* Quoted text
When the power density is increased to 9.55 × 104 W·cm−2, three different regions can be distinguished on the ablated surface (depicted by red dotted lines in Figure 3d): region I, the ablation center with a needle-like structure; region II, the transition region with many spherical particles; and region III, the ablation edge covered by a white glassy layer. This is similar to the results in a previous study [26]. Within the boundary between the center region and the transition region, there are three white spherical particles (marked by yellow circles). Most of the carbon fibers distributed horizontally in the first layer are ablated, while the carbon fibers distributed vertically in the first layer are exposed.
As shown in Figure 3e, the ablation damage becomes more severe as the laser energy increases. The ablated areas include the surface coating, the SiC matrix, the carbon fibers of the first layer, the SiC matrix of the second layer, and the carbon fibers of the second layer, which are partially located in the spot center. The partially ablated carbon fibers of the second layer are exposed on the sample surface. The laser energy is higher the closer it is to the center of the beam. Additionally, the higher the sample temperature is after absorbing laser energy, the more severe the ablation. As for Condition F (see in Figure 3f), the ablation of carbon fibers in the second layer is further increased and the fibers are exposed to the sample surface after testing. With the increase of power density, the boundary of the three regions becomes more obvious. Furthermore, the ablation of the center region increases gradually, and more spherical SiC particles are deposited in the transition region.

* The tasks
a - Print everything in the laser ablation passage from "When the power" down to "layer are exposed.".
b - Translate this sentence from the laser ablation passage into Spanish: "The partially ablated carbon fibers of the second layer are exposed on the sample surface."

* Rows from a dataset
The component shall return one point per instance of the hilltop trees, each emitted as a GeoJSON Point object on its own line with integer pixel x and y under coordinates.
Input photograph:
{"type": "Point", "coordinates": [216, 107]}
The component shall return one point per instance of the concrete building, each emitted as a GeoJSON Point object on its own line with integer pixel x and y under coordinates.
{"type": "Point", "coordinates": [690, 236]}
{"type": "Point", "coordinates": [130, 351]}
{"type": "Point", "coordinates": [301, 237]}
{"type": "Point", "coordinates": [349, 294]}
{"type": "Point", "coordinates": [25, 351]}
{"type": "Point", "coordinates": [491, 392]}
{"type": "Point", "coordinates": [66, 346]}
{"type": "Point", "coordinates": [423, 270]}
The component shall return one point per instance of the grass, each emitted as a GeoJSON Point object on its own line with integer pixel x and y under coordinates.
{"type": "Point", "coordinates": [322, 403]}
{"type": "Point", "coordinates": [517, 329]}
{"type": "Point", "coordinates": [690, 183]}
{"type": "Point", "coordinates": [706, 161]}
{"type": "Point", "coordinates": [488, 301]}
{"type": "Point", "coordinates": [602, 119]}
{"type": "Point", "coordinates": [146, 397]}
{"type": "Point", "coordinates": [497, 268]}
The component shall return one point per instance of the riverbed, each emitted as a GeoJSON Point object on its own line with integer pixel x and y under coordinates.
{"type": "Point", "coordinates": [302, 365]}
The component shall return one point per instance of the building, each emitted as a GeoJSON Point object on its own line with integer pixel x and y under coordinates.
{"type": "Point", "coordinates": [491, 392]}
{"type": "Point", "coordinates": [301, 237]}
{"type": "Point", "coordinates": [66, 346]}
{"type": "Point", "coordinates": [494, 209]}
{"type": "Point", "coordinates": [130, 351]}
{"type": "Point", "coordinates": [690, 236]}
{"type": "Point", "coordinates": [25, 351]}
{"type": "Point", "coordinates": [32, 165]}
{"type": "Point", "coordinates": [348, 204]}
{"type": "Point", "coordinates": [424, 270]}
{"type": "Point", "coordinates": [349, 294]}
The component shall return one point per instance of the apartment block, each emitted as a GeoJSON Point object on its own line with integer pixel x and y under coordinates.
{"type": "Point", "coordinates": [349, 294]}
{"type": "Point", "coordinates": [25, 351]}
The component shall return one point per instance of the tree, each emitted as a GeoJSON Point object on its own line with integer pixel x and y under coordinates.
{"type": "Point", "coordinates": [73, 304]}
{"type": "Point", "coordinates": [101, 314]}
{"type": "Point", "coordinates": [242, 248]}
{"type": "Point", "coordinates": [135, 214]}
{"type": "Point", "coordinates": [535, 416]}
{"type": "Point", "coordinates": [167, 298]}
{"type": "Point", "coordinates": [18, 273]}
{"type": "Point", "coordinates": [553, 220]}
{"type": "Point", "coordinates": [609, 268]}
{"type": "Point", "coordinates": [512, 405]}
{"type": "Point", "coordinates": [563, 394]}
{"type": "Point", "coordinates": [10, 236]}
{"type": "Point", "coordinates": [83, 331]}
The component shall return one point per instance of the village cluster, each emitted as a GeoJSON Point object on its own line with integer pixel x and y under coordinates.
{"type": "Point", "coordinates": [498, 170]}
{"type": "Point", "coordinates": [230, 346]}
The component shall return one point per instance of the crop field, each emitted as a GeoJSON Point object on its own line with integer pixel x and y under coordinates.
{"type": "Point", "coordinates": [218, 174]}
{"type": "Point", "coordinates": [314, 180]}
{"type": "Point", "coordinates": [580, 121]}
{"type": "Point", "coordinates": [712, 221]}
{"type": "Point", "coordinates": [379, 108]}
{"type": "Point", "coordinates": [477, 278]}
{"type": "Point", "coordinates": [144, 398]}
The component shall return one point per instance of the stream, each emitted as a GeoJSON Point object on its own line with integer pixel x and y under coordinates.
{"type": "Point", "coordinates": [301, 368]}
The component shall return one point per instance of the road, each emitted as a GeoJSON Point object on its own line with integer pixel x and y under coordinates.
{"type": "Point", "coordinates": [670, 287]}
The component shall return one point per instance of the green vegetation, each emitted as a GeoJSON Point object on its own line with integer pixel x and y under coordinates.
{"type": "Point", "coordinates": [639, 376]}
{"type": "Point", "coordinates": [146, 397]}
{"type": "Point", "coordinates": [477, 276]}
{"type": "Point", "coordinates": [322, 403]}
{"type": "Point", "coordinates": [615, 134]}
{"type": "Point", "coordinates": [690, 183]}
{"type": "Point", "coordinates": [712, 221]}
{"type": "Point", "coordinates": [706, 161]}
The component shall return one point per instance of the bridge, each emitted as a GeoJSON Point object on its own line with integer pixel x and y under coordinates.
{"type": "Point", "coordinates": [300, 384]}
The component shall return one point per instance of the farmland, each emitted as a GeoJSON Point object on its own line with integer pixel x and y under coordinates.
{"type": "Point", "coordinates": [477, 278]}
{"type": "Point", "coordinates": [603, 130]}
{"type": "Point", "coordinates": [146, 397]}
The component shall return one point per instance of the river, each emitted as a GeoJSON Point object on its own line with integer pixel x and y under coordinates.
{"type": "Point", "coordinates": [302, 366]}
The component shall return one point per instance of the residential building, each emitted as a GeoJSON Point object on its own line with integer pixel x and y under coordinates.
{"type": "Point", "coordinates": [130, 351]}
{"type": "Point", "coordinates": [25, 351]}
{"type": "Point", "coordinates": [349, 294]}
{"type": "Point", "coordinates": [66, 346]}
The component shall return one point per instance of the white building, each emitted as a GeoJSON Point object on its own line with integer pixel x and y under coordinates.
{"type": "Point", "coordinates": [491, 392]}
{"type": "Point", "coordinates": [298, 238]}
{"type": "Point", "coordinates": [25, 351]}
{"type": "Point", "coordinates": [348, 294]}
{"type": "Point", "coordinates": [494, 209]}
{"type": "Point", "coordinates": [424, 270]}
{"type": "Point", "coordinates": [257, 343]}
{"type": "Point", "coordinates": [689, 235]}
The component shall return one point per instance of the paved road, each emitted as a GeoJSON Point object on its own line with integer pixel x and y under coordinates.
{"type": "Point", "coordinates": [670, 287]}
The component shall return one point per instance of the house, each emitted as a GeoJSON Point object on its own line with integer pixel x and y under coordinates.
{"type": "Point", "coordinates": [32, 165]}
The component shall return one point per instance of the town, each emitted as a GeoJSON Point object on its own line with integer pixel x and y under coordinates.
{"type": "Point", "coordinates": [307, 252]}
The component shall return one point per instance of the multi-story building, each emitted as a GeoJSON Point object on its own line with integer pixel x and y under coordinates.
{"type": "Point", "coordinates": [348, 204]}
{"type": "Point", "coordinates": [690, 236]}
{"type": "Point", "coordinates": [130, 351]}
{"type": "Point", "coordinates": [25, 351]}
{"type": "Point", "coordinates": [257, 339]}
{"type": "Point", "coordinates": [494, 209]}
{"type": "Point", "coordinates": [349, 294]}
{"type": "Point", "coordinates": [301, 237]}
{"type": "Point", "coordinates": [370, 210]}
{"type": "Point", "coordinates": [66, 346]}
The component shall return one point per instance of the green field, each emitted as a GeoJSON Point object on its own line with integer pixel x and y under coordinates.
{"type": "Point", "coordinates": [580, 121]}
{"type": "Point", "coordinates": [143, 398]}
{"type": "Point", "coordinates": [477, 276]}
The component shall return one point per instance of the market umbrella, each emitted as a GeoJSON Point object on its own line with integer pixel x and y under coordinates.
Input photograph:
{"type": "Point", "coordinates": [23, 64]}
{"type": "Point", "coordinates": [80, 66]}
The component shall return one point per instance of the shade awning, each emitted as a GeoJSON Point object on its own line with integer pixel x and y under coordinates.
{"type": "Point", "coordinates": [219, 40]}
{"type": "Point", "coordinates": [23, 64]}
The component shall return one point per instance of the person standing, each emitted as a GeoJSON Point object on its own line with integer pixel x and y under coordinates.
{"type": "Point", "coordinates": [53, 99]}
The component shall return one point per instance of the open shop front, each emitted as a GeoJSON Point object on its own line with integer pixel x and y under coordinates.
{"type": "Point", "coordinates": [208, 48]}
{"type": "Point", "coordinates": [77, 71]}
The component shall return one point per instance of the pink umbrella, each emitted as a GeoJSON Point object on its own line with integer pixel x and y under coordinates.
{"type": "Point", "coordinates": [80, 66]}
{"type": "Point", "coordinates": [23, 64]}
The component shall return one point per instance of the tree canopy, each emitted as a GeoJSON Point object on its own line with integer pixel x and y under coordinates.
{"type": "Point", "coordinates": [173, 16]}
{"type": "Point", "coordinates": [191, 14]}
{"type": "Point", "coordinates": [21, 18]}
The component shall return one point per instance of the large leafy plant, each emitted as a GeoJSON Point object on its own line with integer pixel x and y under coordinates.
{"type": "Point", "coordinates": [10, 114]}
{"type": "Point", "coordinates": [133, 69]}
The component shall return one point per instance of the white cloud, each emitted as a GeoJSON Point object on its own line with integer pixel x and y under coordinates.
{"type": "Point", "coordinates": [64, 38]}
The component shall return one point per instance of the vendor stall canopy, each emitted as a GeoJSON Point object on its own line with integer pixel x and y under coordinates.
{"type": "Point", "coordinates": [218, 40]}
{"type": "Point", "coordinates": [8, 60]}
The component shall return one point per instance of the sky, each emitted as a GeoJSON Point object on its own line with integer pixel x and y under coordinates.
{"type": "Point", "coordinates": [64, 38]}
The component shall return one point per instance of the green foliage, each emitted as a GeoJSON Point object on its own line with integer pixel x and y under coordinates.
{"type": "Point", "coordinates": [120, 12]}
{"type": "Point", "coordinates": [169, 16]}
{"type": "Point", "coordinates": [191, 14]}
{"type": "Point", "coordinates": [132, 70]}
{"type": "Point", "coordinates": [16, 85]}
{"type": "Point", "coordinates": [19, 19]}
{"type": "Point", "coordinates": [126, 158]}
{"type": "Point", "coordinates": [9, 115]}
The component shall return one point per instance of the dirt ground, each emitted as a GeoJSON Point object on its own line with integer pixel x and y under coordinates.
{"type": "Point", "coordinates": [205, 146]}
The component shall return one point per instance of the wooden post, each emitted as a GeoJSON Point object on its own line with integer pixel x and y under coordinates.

* Solutions by task
a -
When the power density is increased to 9.55 × 104 W·cm−2, three different regions can be distinguished on the ablated surface (depicted by red dotted lines in Figure 3d): region I, the ablation center with a needle-like structure; region II, the transition region with many spherical particles; and region III, the ablation edge covered by a white glassy layer. This is similar to the results in a previous study [26]. Within the boundary between the center region and the transition region, there are three white spherical particles (marked by yellow circles). Most of the carbon fibers distributed horizontally in the first layer are ablated, while the carbon fibers distributed vertically in the first layer are exposed.

b - Las fibras de carbono parcialmente ablacionadas de la segunda capa quedan expuestas en la superficie de la muestra.